(Records begins)

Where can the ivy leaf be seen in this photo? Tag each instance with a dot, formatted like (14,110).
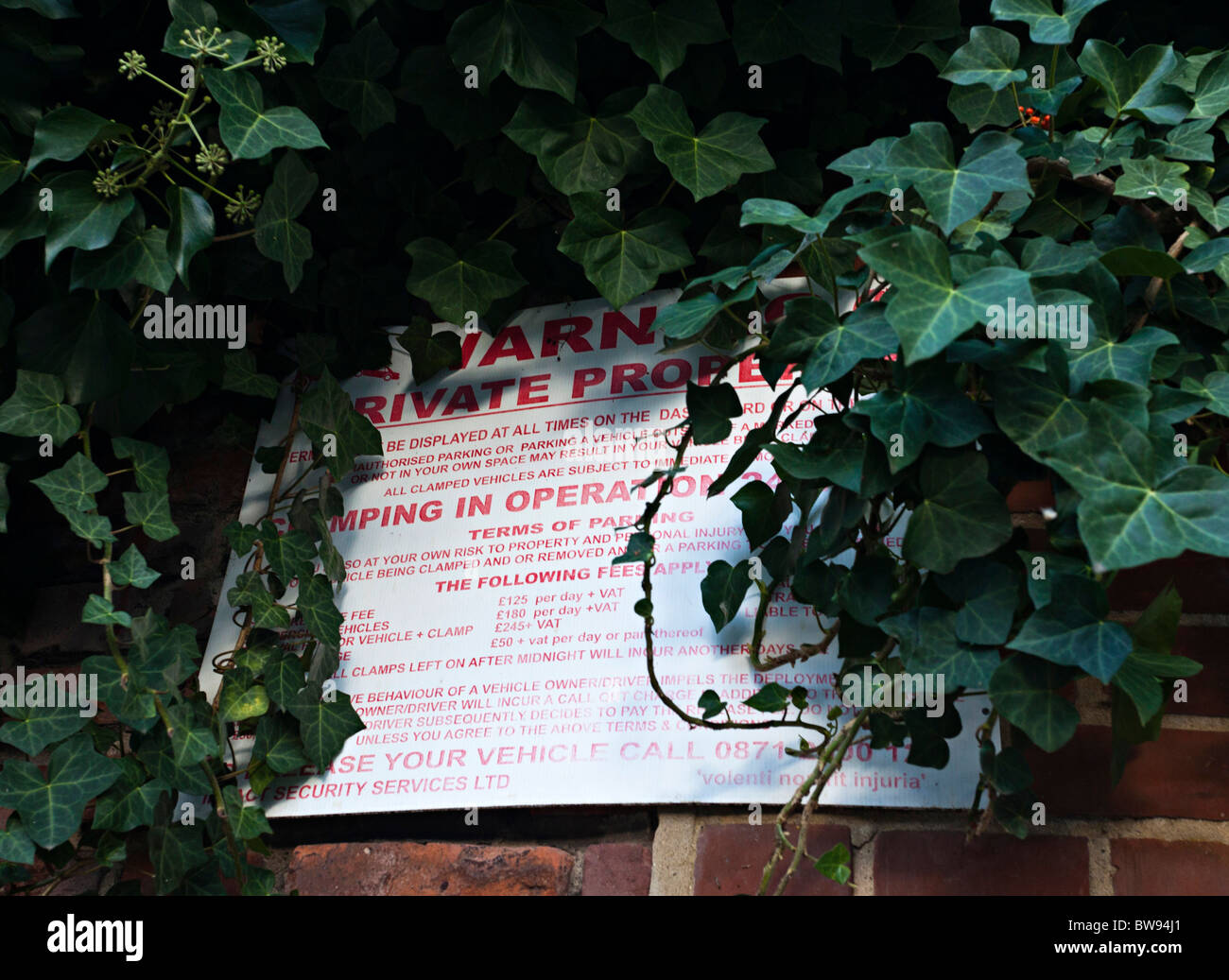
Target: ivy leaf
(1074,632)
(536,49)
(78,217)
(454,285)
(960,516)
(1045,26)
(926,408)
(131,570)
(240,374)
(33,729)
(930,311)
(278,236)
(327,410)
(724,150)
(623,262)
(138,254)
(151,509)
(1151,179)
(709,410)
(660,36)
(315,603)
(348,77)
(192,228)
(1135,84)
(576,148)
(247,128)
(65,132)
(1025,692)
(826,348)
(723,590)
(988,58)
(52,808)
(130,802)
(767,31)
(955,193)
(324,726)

(Records ends)
(Records begins)

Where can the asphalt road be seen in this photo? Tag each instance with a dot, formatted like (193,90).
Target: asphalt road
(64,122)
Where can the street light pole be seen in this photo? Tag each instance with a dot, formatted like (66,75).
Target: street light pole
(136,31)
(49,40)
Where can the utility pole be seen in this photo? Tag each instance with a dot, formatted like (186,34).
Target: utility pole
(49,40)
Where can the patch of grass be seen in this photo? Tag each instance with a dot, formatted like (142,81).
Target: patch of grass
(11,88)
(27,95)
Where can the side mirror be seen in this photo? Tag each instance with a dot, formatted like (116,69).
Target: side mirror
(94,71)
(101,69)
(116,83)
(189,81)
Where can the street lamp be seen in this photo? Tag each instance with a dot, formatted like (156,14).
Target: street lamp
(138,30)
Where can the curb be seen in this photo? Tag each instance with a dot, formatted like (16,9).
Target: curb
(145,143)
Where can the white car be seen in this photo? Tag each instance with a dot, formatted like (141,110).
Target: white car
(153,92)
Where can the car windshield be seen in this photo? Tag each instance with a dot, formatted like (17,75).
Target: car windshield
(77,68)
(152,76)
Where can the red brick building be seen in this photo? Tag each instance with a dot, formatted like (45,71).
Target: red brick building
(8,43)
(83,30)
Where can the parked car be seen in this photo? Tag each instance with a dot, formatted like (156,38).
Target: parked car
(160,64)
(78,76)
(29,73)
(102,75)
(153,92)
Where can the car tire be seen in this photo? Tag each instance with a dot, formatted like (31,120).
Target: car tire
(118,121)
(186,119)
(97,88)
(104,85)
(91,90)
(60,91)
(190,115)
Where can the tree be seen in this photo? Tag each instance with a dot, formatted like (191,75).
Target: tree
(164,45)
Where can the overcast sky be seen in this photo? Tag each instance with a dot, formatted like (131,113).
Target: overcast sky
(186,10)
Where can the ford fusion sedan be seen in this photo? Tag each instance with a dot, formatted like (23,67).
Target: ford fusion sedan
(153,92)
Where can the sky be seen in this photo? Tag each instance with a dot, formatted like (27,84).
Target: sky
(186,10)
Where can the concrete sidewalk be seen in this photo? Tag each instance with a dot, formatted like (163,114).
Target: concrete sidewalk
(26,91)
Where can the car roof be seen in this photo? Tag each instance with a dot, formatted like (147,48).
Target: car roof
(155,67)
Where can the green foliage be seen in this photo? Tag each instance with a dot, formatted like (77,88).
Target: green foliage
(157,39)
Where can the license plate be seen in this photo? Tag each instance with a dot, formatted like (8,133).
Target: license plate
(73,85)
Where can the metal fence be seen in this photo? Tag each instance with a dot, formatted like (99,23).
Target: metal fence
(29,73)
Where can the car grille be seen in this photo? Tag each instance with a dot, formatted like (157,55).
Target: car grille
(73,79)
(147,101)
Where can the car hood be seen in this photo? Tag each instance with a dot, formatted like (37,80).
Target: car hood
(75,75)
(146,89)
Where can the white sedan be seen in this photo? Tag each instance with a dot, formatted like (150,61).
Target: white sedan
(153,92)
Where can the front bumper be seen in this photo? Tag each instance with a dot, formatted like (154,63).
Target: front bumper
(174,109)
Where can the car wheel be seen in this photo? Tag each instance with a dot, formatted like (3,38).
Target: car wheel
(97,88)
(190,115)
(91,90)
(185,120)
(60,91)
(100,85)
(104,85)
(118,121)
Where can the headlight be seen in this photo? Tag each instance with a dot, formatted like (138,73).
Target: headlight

(Records ends)

■ **Exercise aim**
Among the records above, find each line holding "headlight" and list it.

■ **Result**
Where can the headlight be seen in this photo? Tag each instance with a dot, formatted like (138,73).
Target: headlight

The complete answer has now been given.